● REQUIRED TASK: Echo each of the lines below verbatim, without any alteration.

[Rows taken from a dataset]
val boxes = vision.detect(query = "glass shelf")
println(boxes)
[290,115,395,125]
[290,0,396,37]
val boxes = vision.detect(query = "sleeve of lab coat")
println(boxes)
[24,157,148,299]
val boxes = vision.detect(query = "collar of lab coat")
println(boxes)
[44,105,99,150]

● SOLUTION:
val boxes = vision.detect(query = "glass shelf")
println(boxes)
[290,115,395,125]
[290,0,396,37]
val boxes = vision.detect(query = "sleeve of lab coat")
println(boxes)
[24,157,148,299]
val boxes = vision.detect(query = "collar of lab coat")
println(boxes)
[44,105,99,150]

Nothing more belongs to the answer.